Please copy the entire listing below line for line, changing nothing.

[Start Record list]

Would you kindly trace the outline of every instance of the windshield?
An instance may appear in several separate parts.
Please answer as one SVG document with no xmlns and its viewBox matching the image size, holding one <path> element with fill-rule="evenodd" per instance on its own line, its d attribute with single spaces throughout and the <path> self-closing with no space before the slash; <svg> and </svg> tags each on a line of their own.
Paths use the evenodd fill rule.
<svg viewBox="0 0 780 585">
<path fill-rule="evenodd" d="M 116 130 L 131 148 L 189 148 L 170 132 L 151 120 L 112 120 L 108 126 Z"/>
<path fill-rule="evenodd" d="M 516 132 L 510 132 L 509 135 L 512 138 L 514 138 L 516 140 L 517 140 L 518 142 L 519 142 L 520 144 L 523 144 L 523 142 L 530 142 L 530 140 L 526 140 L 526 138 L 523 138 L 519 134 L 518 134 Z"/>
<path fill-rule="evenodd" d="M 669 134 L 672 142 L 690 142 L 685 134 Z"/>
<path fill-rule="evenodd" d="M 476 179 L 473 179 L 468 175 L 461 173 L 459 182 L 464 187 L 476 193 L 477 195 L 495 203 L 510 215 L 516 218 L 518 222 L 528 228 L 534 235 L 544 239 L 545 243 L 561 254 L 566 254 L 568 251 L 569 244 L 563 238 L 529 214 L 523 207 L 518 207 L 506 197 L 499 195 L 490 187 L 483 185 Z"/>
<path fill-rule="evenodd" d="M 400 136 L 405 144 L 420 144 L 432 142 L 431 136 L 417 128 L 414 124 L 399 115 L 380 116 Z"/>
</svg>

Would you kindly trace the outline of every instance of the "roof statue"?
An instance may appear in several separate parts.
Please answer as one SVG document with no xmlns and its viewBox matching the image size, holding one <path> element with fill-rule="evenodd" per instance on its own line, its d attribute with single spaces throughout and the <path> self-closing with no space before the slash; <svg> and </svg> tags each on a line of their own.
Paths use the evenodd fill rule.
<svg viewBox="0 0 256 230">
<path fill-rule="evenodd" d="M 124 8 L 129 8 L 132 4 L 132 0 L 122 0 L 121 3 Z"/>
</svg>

[End Record list]

* Response for this exercise *
Would you kindly trace the outline of every instance of the windshield?
An instance may appear in several separate parts.
Please answer as one SVG document with no xmlns and its viewBox matching the image size, holding one <path> element with fill-rule="evenodd" per instance on its own line, its d attribute with single spaces throughout and the <path> self-closing with no space before the slash; <svg> and </svg> tags each on a line of their own.
Paths use the evenodd fill rule.
<svg viewBox="0 0 780 585">
<path fill-rule="evenodd" d="M 116 130 L 131 148 L 189 148 L 170 132 L 151 120 L 112 120 L 108 126 Z"/>
<path fill-rule="evenodd" d="M 516 132 L 510 132 L 509 135 L 512 138 L 514 138 L 516 140 L 517 140 L 518 142 L 519 142 L 520 144 L 523 144 L 523 142 L 530 142 L 530 140 L 526 140 L 526 138 L 523 138 L 519 134 L 518 134 Z"/>
<path fill-rule="evenodd" d="M 669 134 L 672 142 L 690 142 L 685 134 Z"/>
<path fill-rule="evenodd" d="M 476 179 L 473 179 L 468 175 L 461 173 L 459 182 L 464 187 L 476 193 L 477 195 L 495 203 L 510 215 L 516 218 L 518 222 L 528 228 L 534 235 L 544 239 L 545 243 L 561 254 L 566 254 L 568 251 L 569 244 L 563 238 L 529 214 L 523 207 L 518 207 L 506 197 L 499 195 L 490 187 L 483 185 Z"/>
<path fill-rule="evenodd" d="M 400 136 L 405 144 L 420 144 L 432 142 L 431 136 L 417 128 L 414 124 L 399 115 L 380 116 Z"/>
</svg>

Would you kindly trace the outline of every instance of the "roof statue"?
An instance may appear in several separate parts.
Please answer as one SVG document with no xmlns and its viewBox matching the image size, holding one <path> element with fill-rule="evenodd" per instance on its own line, its d attribute with single spaces throughout and the <path> self-closing with no space before the slash; <svg> and </svg> tags each on a line of their own.
Paths use the evenodd fill rule.
<svg viewBox="0 0 256 230">
<path fill-rule="evenodd" d="M 124 8 L 129 8 L 132 4 L 132 0 L 122 0 L 121 3 Z"/>
</svg>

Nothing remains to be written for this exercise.